Excerto do texto -
########################################

3.26.2007

E por citações (e grandes portugueses)

(...)
- Um acidente, Senhor Almirante. As vossas tropas encontraram na noite lisboeta o mais radical vírus que existe à face da terra, o mais implacável e mais invencível. O produto mais acabado do génio português, a verdadeira quinta-essência, o ADN de Viriato que persistiu na longa duração histórica: o chulo.
(...)
- É um produto genético muito especial, Senhor Almirante. Praticamente existe em todo o mundo, mas em Portugal depurou-se. Tem sido objecto de teses cientificas esta depuração. Uns pensam que é do clima, outros admitem que entrou em fase de aperfeiçoamento autónomo graças aos investimentos do Fundo Social Europeu.
(...)
- Uma espécie rara, Senhor Almirante. Vive da treta. Odeia o trabalho e vive da treta. Uma língua alcoolizada, uma imaginação prodigiosa, uma capacidade excepcional para a preguiça e, apesar de profundamente ignorante, fala todas as línguas que o engenho exija e disserta sobre qualquer assunto com mais convicção do que um académico letrado.

########################################

Entradas de dados -
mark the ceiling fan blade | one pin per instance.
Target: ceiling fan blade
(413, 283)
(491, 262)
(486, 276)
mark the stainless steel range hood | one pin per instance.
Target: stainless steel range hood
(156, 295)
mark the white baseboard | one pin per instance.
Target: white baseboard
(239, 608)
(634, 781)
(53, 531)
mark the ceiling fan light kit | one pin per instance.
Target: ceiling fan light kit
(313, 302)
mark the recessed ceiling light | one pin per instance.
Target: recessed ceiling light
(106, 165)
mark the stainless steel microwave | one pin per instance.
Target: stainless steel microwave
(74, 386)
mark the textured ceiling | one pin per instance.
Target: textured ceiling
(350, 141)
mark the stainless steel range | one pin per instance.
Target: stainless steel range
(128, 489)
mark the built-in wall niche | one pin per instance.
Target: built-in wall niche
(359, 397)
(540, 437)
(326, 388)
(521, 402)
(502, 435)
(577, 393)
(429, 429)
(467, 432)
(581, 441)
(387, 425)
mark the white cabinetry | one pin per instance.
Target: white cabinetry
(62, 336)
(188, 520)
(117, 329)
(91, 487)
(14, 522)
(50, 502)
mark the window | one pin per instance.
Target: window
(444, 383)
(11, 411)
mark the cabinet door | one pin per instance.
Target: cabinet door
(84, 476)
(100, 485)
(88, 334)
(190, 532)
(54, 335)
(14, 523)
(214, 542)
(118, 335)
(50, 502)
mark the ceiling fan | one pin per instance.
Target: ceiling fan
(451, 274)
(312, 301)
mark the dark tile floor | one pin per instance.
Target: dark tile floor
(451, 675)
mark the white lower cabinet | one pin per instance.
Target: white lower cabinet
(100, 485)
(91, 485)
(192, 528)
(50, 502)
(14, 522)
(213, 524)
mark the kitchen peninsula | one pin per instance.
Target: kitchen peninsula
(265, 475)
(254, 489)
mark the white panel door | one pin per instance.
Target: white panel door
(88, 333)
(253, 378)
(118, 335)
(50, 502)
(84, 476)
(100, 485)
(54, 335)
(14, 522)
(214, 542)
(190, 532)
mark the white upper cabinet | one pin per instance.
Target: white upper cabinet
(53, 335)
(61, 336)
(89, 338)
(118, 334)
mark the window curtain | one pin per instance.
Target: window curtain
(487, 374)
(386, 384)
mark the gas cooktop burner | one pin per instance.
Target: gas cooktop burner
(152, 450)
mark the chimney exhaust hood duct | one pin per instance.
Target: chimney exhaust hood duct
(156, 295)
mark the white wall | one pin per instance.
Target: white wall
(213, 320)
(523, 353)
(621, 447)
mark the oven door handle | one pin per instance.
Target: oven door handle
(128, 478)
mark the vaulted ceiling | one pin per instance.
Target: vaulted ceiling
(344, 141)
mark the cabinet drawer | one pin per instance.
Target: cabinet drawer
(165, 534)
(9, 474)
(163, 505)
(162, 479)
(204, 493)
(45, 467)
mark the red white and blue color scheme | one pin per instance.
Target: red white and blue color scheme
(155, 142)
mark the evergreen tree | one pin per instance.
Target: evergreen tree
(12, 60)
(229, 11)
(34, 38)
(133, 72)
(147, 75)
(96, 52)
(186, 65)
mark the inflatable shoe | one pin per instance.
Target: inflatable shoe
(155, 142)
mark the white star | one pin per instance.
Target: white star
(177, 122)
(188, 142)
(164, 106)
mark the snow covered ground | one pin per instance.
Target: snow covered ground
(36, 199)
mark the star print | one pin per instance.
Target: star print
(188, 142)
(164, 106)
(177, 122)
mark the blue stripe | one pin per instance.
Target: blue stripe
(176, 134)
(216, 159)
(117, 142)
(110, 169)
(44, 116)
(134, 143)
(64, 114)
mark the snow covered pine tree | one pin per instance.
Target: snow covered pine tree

########################################

Exercício 1 - Segundo o excerto do texto sobre o chulo, que explicações se dão para o facto de essa figura se ter depurado em Portugal? Responda, por favor, em uma a três frases.
Exercício 2 - Dê seguimento ao texto sobre o chulo a partir da última frase apresentada.

Resultado 1 - Há duas explicações. Uns pensam que a depuração se deve ao clima. Outros admitem que o chulo entrou numa fase de aperfeiçoamento autónomo graças aos investimentos do Fundo Social Europeu.

Resultado 2 -
- Está a falar dos portugueses.
- Não. Estou a falar dos portugueses refinados. O verdadeiro chulo adora mulheres, sobretudo para lhe passar a roupa e apertar os cordões dos sapatos, anseia por uma boa briga, pela-se pela intrigalhada, embebeda-se diariamente, nunca trabalha, aliás odeia quem trabalha, e é o rei da inveja. A inveja é um pecado português, sabia? É o nosso destino. O mais ordinário, o mais rasteiro dos pecados haveria logo de ser português. O chulo é o seu mais fiel intérprete. (...)
- Se é essa a ideia que tem do seu país, o que acha que devemos fazer?
- Fechá-lo.
- Perdão?
- Fechá-lo como se fecha qualquer baú rico em memórias, mas sem proveito para construir o presente. Fechá-lo e guardá-lo como um relicário. Não temos pedaços da cruz de Cristo, mas ainda restam alguns pedaços das naus das Índias e as chuteiras do Eusébio. Afinal, as únicas coisas que nos restam dos sonhos.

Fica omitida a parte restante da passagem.